====== INPUT MATERIAL ======
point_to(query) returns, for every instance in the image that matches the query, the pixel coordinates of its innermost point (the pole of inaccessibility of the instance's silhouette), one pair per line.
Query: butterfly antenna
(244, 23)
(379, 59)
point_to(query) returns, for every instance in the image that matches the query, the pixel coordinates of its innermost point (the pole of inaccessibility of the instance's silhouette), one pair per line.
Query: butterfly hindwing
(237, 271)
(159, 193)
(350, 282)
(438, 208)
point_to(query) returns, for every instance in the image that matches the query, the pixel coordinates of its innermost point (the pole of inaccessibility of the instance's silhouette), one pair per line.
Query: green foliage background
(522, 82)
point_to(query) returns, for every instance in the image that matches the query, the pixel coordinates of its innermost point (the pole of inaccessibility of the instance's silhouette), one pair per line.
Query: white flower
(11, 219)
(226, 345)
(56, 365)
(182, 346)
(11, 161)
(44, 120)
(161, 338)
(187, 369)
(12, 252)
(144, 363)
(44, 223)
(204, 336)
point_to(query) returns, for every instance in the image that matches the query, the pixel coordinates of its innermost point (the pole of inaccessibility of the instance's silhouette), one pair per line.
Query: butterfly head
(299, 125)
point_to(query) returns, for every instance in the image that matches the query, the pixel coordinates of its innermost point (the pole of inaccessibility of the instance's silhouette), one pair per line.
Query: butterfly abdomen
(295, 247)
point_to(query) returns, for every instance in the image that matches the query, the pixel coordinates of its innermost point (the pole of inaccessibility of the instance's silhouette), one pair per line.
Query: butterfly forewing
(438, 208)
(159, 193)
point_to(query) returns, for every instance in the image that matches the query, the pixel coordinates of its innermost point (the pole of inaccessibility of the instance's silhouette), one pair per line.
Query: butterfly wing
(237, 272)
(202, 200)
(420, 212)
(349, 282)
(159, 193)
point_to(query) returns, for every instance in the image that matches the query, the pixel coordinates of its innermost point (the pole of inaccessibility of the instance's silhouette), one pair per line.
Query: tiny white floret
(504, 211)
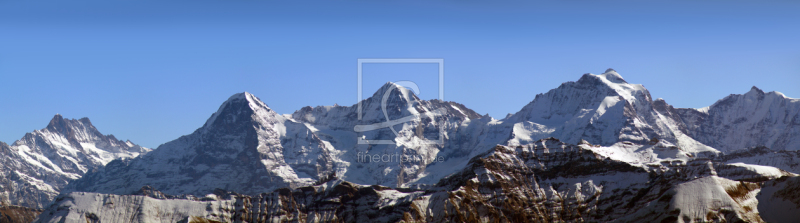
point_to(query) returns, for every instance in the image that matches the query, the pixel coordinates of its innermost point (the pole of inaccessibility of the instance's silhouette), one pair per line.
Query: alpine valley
(598, 149)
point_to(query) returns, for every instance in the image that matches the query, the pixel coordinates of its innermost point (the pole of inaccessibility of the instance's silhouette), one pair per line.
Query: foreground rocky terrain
(595, 150)
(545, 181)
======
* WHAT YOU SHOULD DO *
Leave out the pictures and give the rest of the records again exactly.

* TASK RESULT *
point_to(query) returns, for every instance in the image that matches the query, the pixel coordinates of its innermost point (the pole of inaccessibility of the instance's silhouette), one pair per line.
Query: butterfly antenna
(244, 23)
(379, 59)
point_to(query) returns, for every instance in the image that matches the query, the pixel coordinates of its innermost point (the pole of inaccessibility of the instance's silhouette), one pair per line.
Query: butterfly hindwing
(237, 271)
(159, 193)
(350, 282)
(438, 208)
point_to(query) returns, for every instance in the image that matches the query, the pixel coordinates of its innermost point (the pole of inaccessibility of the instance's silhouette), one pair per line.
Query: green foliage background
(522, 82)
point_to(query) returns, for every instance in the image that matches the query, the pixel coordinates of its innermost point (the pole of inaccessibility of the instance's silhouette), one pair per line.
Query: white flower
(11, 219)
(226, 345)
(56, 365)
(182, 346)
(11, 161)
(44, 120)
(161, 338)
(187, 369)
(12, 252)
(144, 363)
(44, 223)
(204, 336)
point_to(query) returns, for every instance in the image that matches the query, the pixel coordinates of its innermost point (the pole of inaccessibility of the instance's silhouette), one pair per line.
Query: butterfly head
(299, 125)
point_to(query) returns, for every instance in the image that matches the query, the pixel coordinates of its innermost point (the pole of inaccessibility of the instance's silhouette), one pair per line.
Query: butterfly abdomen
(295, 247)
point_to(query) returns, for every instance in the image that matches the query, the pixel coordinates of its innermost point (the pole of inaccessibility of the instance's silhouette), one pair per line.
Query: butterfly forewing
(438, 208)
(159, 193)
point_to(query) returns, for every instance in the image that matches the query, the pixel coordinates of its innermost point (the pole of inaccessibility of the instance's silhouette), one pair per line.
Query: butterfly wing
(237, 272)
(202, 200)
(420, 212)
(349, 282)
(159, 193)
point_to(query) returns, for every instance in the image that matches the query, the pixel coordinates of its innermost point (the pole of inaccessibility of the instance's silhouette), one pair per line.
Query: tiny white floret
(504, 211)
point_to(query) returns, for every instance in the image that matches the query, the pixel coordinates of its innermost point (the pole of inaccessibility of the instance's silhouette), one pair per line.
Query: alpine valley
(598, 149)
point_to(query) returns, for every instance in the image that matches the query, the pixel coordinates of its innermost point (the pole of inaccessibility of the instance's silhouette), one pair per line.
Query: foreground rocky terrain
(595, 150)
(545, 181)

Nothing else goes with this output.